Special Report
School & District Management

Should Older and Younger Kids Be Grouped Together?

By Alyson Klein — November 05, 2019 8 min read
Grouping students of different ages, but similar abilities, can be a feature of personalized learning, but the impact of this approach still needs study.

Lincoln Elementary decided to take its personalized-learning approach to what the Belvidere, Ill. school saw as the next logical step: creating multi-age classrooms, initially by combining kindergarten and 1st grade, for the 2018-19 school year.

The benefits, as Principal Beth Marchini and her teachers saw it, were obvious.

The school’s youngest struggling learners could get extra time to master kindergarten material. More advanced “lowers” (the new term for kindergartners) could jump into 1st-grade-level math or reading as soon as they were ready. And high-flying “uppers” (formerly known as 1st graders) could serve as mentors and role models for the lowers, who were brand-new to school.

The multi-age-grouping approach should be a key feature of personalized-learning initiatives, some personalized-learning advocates say. But the jury is still out on the impact it actually has on student learning.

A year in, Marchini sees promise in the approach, which is now also being tried with combined 2nd and 3rd grades.

“While it’s not perfect, it’s definitely a step in the right direction,” she said. “Structurally, we needed to make a change so that we could set up a system where we could begin to remove some of that time element” for mastering material for our kids.”

The process has required the school to rethink not just curriculum but scheduling, classroom organization, data, and teaching methods, Marchini and her staff say. “This is messy, and it’s not comfortable,” she said. “We’re really teaching in beta.”
==================================================
Reproduce the entire article on multi-age classrooms word for word. The records come from a separate source and are unrelated to the article on multi-age classrooms.
==================================================
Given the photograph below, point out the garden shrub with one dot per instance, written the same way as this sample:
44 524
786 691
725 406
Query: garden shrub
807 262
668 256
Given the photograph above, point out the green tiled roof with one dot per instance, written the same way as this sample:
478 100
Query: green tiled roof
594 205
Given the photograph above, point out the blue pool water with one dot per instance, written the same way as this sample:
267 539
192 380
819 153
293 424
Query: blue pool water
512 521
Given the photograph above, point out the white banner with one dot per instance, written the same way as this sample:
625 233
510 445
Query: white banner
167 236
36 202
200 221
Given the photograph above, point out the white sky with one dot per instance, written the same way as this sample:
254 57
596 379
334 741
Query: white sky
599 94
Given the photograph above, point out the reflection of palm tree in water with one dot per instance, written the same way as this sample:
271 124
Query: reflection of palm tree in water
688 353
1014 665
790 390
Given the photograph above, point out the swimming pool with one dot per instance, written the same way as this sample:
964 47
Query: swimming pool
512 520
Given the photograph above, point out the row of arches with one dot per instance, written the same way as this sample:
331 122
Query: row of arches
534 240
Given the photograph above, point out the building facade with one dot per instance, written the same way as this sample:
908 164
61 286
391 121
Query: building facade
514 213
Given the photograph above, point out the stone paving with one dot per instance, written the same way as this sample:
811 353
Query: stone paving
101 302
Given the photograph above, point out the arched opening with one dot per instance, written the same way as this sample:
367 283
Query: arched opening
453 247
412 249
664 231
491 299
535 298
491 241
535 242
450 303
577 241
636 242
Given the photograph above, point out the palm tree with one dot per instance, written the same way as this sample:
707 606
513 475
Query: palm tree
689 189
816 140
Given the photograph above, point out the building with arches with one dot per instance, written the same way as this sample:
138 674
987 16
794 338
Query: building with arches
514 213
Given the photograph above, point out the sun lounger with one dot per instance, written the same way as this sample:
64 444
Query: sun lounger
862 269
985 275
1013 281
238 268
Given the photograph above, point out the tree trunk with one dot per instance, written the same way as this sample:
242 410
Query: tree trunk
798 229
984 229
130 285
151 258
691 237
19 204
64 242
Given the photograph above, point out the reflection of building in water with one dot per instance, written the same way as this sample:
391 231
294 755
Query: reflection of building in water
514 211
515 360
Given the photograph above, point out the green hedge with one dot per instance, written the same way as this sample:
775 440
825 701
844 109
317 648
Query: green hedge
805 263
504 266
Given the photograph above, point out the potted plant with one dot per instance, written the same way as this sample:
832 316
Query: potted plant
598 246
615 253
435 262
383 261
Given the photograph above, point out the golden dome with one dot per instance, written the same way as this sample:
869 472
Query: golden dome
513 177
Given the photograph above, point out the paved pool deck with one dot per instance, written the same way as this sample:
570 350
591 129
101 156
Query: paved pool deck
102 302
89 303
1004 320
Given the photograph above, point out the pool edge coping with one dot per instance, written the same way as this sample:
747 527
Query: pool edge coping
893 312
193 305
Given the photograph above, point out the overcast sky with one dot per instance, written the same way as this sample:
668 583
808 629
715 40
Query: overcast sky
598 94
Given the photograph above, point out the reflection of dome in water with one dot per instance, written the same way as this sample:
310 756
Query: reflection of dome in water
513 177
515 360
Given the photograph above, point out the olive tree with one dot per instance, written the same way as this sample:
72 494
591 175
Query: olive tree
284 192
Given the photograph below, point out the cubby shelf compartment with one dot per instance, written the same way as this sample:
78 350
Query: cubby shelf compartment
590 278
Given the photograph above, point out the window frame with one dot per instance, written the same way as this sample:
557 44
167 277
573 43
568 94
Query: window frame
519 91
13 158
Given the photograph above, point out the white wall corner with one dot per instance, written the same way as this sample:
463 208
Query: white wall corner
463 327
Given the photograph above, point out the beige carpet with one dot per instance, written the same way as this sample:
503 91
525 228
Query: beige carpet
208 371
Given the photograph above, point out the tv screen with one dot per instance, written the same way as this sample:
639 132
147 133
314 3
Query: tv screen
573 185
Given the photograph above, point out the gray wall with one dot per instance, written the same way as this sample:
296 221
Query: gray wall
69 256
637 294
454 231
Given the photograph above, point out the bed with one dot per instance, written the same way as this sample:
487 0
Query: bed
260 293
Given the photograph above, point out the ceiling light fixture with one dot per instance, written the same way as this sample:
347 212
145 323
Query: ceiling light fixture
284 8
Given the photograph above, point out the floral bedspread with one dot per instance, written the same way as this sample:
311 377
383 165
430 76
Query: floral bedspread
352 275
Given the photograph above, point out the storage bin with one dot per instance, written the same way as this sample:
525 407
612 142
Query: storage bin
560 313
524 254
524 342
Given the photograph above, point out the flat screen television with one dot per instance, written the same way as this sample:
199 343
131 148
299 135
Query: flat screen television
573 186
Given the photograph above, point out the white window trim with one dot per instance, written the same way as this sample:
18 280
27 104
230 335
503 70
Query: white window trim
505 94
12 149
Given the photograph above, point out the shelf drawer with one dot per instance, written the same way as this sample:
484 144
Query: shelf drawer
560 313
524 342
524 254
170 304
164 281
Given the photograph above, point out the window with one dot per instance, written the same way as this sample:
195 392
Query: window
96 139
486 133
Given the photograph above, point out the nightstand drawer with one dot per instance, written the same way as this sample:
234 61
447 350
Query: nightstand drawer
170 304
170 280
==================================================
**Solution to this problem:**
Special Report
School & District Management

Should Older and Younger Kids Be Grouped Together?

By Alyson Klein — November 05, 2019 8 min read
Grouping students of different ages, but similar abilities, can be a feature of personalized learning, but the impact of this approach still needs study.

Lincoln Elementary decided to take its personalized-learning approach to what the Belvidere, Ill. school saw as the next logical step: creating multi-age classrooms, initially by combining kindergarten and 1st grade, for the 2018-19 school year.

The benefits, as Principal Beth Marchini and her teachers saw it, were obvious.

The school’s youngest struggling learners could get extra time to master kindergarten material. More advanced “lowers” (the new term for kindergartners) could jump into 1st-grade-level math or reading as soon as they were ready. And high-flying “uppers” (formerly known as 1st graders) could serve as mentors and role models for the lowers, who were brand-new to school.

The multi-age-grouping approach should be a key feature of personalized-learning initiatives, some personalized-learning advocates say. But the jury is still out on the impact it actually has on student learning.

A year in, Marchini sees promise in the approach, which is now also being tried with combined 2nd and 3rd grades.

“While it’s not perfect, it’s definitely a step in the right direction,” she said. “Structurally, we needed to make a change so that we could set up a system where we could begin to remove some of that time element” for mastering material for our kids.”

The process has required the school to rethink not just curriculum but scheduling, classroom organization, data, and teaching methods, Marchini and her staff say. “This is messy, and it’s not comfortable,” she said. “We’re really teaching in beta.”